PROBLEM TO WORK ON: Beginning at the line containing "One marker for each instance of the scattered", output every line to the end of the data below exactly as it appears.

'''

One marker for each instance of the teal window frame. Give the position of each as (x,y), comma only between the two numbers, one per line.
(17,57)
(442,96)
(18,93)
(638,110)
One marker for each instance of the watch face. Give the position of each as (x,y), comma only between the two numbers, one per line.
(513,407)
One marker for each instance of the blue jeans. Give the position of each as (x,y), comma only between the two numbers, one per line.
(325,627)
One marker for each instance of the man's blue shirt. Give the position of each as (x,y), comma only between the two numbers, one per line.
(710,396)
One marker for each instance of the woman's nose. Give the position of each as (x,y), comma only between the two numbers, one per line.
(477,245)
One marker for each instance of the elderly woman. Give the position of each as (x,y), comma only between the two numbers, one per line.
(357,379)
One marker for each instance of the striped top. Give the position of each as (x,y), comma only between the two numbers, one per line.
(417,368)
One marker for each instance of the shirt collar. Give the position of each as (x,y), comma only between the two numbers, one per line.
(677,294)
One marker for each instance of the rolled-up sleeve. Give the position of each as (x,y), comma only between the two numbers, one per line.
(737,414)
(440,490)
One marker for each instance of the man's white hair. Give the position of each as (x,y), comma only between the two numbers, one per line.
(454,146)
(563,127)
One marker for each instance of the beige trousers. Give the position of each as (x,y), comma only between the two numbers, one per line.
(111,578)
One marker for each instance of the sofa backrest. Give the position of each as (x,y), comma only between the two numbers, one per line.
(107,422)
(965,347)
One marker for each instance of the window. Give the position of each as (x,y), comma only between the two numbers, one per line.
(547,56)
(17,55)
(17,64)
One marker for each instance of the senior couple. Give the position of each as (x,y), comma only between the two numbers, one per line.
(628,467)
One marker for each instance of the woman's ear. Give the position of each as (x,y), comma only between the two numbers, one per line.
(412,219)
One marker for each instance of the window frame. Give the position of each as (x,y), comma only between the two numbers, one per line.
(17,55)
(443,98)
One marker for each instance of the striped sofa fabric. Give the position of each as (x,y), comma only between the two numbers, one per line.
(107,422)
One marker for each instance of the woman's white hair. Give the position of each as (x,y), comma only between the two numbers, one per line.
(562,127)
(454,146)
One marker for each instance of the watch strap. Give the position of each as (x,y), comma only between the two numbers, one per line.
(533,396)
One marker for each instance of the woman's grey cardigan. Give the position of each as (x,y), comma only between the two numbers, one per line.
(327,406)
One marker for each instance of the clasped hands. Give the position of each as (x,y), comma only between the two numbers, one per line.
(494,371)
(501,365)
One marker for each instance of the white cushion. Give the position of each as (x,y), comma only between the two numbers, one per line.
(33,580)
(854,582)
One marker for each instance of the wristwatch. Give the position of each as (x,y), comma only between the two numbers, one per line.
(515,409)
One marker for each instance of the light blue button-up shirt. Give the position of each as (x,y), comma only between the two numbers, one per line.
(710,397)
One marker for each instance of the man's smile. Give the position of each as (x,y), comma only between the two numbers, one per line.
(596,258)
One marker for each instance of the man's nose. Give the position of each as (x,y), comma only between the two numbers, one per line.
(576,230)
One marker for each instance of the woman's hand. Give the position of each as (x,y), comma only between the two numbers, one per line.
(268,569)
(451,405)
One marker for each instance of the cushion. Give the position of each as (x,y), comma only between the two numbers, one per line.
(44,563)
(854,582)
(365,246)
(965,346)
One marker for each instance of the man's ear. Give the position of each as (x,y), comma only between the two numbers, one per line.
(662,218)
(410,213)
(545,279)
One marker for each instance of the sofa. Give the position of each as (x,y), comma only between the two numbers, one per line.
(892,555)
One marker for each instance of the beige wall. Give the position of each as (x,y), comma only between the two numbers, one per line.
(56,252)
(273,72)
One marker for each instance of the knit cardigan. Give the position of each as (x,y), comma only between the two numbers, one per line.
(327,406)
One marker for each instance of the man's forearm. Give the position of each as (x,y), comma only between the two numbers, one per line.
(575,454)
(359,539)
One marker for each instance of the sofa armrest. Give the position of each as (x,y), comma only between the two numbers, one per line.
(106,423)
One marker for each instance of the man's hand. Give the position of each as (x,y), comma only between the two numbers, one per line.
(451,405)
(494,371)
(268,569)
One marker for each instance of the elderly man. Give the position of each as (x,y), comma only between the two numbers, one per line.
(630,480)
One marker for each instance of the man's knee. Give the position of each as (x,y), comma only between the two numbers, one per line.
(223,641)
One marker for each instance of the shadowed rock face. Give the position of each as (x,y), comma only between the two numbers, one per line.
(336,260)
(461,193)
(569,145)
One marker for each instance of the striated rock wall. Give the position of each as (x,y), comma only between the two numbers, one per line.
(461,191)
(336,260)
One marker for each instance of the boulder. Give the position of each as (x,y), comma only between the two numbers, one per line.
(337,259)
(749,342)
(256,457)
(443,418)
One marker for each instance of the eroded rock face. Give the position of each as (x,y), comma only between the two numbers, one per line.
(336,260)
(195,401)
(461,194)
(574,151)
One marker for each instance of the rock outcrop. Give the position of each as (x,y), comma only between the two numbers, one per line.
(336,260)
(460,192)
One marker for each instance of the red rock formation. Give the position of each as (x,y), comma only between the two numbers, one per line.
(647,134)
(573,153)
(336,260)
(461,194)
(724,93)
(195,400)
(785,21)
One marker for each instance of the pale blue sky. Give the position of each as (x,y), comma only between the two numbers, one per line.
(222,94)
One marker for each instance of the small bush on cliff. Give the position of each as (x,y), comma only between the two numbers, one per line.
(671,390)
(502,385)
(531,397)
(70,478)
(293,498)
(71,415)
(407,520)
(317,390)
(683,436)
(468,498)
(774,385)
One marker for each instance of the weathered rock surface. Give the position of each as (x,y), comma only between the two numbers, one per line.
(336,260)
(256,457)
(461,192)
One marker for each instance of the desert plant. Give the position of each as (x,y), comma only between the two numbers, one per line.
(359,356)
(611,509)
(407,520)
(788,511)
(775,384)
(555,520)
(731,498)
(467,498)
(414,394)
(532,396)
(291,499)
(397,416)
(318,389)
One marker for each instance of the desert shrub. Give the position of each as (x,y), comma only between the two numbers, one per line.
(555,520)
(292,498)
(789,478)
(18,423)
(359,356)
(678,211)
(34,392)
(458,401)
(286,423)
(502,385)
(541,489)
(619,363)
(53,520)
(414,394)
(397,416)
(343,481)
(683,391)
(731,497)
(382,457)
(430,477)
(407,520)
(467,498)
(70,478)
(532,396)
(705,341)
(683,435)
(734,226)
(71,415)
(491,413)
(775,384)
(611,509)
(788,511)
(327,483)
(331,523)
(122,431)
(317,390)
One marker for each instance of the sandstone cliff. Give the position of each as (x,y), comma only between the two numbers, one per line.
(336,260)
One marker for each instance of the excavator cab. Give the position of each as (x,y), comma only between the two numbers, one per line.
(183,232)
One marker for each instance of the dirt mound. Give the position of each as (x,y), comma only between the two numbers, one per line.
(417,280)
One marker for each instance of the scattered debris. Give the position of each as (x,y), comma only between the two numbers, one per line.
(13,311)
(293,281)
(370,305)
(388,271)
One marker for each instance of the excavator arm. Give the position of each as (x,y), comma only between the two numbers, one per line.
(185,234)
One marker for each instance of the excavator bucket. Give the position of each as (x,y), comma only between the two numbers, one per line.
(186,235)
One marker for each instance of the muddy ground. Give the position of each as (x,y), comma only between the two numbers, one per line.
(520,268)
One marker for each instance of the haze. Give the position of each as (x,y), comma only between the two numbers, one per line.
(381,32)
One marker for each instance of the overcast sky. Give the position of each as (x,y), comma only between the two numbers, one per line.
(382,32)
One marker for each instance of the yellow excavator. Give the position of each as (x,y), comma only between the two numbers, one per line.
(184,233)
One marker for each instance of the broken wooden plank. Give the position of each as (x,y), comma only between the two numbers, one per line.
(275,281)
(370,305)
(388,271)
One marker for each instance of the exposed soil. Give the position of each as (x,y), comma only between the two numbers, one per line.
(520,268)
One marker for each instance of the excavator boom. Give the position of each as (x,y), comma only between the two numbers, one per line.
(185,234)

'''

WRITTEN REPLY:
One marker for each instance of the scattered debris. Give the position of each as (x,y), comma only between the two numbers, one per line.
(13,311)
(293,281)
(370,305)
(388,271)
One marker for each instance of the excavator arm. Give the position of each as (x,y), comma only between the two numbers, one per line.
(185,234)
One marker for each instance of the excavator bucket. Give the position of each as (x,y), comma only between the two numbers, one per line.
(186,235)
One marker for each instance of the muddy ground. Give the position of each as (x,y), comma only between the two numbers, one per line.
(520,268)
One marker for each instance of the haze. Give the position of each as (x,y), comma only between the two numbers, one per line.
(381,32)
One marker for each instance of the overcast sky. Give the position of each as (x,y), comma only between the two numbers, one per line.
(382,32)
One marker for each instance of the yellow excavator. Give the position of each as (x,y), comma only between the two numbers, one per line.
(184,233)
One marker for each instance of the broken wooden plank. Give the position of each as (x,y), comma only between the two numbers, one per line.
(275,281)
(370,305)
(388,271)
One marker for each instance of the exposed soil. Give the position of each as (x,y), comma only between the two numbers, one per line.
(520,268)
One marker for each instance of the excavator boom. Give the position of each as (x,y), comma only between the two numbers, one per line.
(185,234)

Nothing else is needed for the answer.